» Provided material
=====

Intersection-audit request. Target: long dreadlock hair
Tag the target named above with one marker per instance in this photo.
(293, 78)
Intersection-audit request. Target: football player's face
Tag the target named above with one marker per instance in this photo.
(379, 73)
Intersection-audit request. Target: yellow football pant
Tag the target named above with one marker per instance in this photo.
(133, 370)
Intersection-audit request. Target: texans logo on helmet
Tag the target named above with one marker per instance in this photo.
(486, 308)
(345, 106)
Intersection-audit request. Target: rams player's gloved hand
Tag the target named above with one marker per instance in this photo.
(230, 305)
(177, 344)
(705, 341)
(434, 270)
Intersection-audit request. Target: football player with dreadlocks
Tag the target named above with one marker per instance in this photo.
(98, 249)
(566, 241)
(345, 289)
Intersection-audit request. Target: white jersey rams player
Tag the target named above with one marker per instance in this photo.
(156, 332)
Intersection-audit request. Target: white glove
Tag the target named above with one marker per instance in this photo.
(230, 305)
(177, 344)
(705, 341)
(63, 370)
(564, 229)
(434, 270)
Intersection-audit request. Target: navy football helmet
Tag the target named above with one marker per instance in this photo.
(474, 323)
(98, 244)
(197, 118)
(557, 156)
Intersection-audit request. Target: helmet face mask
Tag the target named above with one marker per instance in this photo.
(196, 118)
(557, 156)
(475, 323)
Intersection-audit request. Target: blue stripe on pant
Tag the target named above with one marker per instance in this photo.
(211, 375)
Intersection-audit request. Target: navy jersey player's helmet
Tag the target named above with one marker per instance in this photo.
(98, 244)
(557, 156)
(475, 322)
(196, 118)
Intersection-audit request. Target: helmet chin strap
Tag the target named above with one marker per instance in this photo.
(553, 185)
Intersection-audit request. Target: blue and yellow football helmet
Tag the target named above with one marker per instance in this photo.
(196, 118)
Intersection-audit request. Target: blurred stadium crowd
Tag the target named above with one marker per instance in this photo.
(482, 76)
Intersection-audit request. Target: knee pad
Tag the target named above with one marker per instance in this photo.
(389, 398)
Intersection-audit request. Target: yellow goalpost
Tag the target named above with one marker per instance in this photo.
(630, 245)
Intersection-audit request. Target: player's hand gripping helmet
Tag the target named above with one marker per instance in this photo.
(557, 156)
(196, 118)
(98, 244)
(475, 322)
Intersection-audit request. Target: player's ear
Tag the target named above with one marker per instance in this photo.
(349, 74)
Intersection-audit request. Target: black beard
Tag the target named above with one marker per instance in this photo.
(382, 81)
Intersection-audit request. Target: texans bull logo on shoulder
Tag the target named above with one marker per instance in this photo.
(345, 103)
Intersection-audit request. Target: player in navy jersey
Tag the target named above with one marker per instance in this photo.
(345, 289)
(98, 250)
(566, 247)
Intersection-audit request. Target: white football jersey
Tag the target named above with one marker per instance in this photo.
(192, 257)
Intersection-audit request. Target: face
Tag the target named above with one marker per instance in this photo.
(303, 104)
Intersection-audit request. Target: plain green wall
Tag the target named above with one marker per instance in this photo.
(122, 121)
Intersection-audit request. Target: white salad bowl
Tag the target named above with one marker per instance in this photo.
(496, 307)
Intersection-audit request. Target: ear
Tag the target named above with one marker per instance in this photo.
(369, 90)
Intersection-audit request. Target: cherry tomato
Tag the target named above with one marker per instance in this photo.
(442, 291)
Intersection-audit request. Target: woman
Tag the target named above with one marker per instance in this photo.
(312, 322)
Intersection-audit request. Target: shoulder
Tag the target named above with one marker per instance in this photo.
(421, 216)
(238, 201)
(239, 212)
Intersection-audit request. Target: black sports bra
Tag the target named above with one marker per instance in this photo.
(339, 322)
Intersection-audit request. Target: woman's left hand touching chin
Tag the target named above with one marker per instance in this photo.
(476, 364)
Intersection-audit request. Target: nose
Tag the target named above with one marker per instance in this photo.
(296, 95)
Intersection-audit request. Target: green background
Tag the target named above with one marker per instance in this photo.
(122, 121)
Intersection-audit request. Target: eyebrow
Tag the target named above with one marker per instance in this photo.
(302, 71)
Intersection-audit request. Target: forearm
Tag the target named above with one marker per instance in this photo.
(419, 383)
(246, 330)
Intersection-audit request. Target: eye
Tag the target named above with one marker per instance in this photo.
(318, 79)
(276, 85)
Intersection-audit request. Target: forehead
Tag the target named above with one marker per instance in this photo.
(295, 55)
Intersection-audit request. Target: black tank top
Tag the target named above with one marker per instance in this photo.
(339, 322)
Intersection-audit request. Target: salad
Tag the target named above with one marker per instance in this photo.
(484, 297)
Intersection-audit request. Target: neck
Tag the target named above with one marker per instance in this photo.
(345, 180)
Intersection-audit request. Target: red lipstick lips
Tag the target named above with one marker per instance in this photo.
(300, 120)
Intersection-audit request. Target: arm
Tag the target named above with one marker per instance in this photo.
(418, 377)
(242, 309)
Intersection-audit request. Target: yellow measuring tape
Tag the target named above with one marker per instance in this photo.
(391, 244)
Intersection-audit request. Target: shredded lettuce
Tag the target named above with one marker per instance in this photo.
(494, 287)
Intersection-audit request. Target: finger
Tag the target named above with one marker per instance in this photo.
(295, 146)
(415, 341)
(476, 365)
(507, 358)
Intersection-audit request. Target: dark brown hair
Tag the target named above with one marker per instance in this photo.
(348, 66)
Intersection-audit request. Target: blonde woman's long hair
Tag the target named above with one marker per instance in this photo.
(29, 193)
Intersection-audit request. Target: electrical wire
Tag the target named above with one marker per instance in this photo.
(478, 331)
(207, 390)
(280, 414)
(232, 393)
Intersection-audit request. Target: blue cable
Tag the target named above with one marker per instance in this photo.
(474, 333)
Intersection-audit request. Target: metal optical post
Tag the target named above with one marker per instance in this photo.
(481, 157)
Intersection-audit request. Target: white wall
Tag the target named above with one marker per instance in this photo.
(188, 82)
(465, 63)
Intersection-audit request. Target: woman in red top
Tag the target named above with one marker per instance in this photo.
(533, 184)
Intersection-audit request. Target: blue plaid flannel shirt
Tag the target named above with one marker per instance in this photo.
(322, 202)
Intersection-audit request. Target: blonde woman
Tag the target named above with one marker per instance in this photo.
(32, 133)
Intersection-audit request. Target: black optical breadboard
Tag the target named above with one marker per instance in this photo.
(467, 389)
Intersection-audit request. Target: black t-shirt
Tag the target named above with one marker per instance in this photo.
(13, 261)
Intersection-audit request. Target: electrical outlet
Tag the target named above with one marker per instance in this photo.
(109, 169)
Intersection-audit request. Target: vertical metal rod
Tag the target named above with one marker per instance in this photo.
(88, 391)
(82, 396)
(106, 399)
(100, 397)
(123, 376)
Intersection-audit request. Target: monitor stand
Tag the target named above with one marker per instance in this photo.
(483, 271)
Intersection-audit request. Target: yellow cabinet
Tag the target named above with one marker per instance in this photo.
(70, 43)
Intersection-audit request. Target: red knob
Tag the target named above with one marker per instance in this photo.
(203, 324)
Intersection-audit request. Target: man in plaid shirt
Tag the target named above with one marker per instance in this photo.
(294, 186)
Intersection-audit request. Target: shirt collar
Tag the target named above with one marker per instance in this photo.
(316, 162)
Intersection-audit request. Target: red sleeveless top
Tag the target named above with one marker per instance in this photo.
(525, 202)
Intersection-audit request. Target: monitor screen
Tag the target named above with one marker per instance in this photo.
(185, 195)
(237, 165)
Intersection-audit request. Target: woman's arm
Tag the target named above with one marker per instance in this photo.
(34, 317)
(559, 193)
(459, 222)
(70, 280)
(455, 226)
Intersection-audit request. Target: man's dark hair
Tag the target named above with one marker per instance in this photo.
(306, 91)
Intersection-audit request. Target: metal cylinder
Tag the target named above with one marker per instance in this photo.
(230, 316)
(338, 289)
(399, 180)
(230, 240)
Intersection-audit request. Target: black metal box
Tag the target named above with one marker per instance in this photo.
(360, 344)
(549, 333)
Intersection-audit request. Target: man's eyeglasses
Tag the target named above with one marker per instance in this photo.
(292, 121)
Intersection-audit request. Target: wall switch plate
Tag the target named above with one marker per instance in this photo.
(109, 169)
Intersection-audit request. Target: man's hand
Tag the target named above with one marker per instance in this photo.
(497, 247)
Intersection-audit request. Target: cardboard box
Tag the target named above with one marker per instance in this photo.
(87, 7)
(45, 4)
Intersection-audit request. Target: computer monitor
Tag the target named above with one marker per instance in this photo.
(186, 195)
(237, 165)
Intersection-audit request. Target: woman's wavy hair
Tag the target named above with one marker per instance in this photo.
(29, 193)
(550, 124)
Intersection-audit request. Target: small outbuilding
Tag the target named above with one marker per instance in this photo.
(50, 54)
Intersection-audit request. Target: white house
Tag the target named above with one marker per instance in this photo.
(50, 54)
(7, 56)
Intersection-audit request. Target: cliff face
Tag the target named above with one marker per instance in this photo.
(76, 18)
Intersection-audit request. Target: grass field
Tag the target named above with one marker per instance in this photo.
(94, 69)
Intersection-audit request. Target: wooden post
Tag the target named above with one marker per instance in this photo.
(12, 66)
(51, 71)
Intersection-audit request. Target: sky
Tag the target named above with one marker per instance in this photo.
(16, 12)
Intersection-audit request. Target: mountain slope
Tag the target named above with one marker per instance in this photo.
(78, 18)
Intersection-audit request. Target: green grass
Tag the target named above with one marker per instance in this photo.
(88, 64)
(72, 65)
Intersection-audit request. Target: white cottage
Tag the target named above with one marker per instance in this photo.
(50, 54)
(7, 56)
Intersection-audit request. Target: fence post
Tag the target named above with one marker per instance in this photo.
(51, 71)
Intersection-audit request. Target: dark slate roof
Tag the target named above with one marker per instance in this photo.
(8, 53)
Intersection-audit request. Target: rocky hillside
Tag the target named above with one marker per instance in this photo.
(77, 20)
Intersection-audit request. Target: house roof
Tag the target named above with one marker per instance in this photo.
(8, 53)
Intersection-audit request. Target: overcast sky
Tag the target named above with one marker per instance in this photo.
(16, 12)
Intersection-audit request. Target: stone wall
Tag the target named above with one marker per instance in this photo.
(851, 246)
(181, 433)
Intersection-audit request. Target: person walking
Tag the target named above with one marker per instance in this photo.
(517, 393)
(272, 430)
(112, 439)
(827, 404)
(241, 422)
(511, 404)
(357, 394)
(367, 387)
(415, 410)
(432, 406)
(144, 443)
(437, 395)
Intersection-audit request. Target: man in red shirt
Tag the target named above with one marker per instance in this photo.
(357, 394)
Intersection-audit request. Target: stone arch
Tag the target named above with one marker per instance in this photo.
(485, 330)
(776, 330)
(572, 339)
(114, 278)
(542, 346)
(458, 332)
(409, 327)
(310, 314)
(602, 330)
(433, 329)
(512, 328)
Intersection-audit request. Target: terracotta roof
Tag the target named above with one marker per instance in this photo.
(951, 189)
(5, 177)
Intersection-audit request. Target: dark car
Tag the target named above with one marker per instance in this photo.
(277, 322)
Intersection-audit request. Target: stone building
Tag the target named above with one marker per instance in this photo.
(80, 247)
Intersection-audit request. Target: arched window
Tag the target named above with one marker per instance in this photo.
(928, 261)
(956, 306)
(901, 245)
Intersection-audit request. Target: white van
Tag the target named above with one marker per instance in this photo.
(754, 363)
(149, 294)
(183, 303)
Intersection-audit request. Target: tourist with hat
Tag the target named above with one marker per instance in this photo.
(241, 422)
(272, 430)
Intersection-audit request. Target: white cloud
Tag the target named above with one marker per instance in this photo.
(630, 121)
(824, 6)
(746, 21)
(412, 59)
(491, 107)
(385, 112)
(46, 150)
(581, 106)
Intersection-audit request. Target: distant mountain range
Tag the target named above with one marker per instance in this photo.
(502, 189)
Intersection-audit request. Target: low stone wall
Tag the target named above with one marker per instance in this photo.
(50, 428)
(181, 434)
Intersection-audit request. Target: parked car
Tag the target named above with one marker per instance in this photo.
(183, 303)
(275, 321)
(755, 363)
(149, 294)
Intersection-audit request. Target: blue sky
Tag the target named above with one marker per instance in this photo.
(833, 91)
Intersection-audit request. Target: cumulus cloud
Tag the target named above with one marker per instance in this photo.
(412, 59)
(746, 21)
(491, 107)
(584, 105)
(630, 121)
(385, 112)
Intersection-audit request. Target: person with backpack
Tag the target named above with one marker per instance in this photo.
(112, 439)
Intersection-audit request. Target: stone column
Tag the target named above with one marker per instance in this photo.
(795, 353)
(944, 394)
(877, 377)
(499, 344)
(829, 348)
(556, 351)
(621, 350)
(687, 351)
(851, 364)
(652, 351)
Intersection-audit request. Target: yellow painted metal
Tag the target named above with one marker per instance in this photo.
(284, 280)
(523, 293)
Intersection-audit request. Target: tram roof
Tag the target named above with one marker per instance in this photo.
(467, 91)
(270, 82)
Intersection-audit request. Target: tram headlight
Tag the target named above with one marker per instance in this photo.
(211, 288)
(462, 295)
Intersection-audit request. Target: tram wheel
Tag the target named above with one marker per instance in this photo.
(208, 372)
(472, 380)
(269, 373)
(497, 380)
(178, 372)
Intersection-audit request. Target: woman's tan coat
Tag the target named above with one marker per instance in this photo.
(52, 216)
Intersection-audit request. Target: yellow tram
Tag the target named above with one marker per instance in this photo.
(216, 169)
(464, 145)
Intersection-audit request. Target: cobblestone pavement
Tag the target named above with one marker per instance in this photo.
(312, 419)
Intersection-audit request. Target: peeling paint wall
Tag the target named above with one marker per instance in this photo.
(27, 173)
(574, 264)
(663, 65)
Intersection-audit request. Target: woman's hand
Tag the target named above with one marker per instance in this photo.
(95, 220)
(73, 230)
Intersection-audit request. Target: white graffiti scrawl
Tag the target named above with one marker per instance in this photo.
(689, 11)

=====

» Given task
Would you quote, exactly and only, the lines from the one containing "Intersection-audit request. Target: blue sky" to the end of the entries?

» The output
Intersection-audit request. Target: blue sky
Tag the target named above with one marker per instance in this photo.
(833, 91)
Intersection-audit request. Target: cumulus cloud
Tag the target named above with one marker per instance in this photo.
(412, 59)
(746, 21)
(491, 107)
(584, 105)
(630, 121)
(385, 112)
Intersection-audit request. Target: person with backpack
Tag the target named above with one marker per instance in this photo.
(112, 439)
Intersection-audit request. Target: stone column
Tag the target named above with one marker per instance in this photo.
(795, 353)
(944, 394)
(877, 377)
(499, 344)
(829, 348)
(556, 351)
(621, 350)
(687, 351)
(851, 364)
(652, 351)
Intersection-audit request. Target: yellow painted metal
Tag the target named above with one marker per instance in this photo.
(284, 280)
(523, 293)
Intersection-audit request. Target: tram roof
Tag the target named above with one marker per instance in this photo.
(467, 91)
(270, 82)
Intersection-audit request. Target: tram headlight
Tag the target named above with one marker per instance in this photo.
(211, 288)
(462, 295)
Intersection-audit request. Target: tram wheel
Tag the target named above with one marker per instance in this photo.
(208, 372)
(472, 380)
(269, 373)
(497, 380)
(178, 372)
Intersection-audit request. Target: woman's tan coat
Tag the target named above with one marker per instance in this photo.
(52, 216)
Intersection-audit request. Target: yellow tram
Tag the target named above with one marker per instance in this photo.
(216, 169)
(464, 145)
Intersection-audit request. Target: cobblestone pavement
Tag the target named above with one marker per instance in this photo.
(312, 419)
Intersection-audit request. Target: peeling paint wall
Tag the target named above with one marker per instance in this photo.
(27, 173)
(574, 264)
(663, 65)
Intersection-audit request. Target: woman's hand
Tag the target named above with one marker per instance in this photo.
(95, 220)
(73, 230)
Intersection-audit request. Target: white graffiti scrawl
Tag the target named above with one marker per instance in this photo.
(689, 11)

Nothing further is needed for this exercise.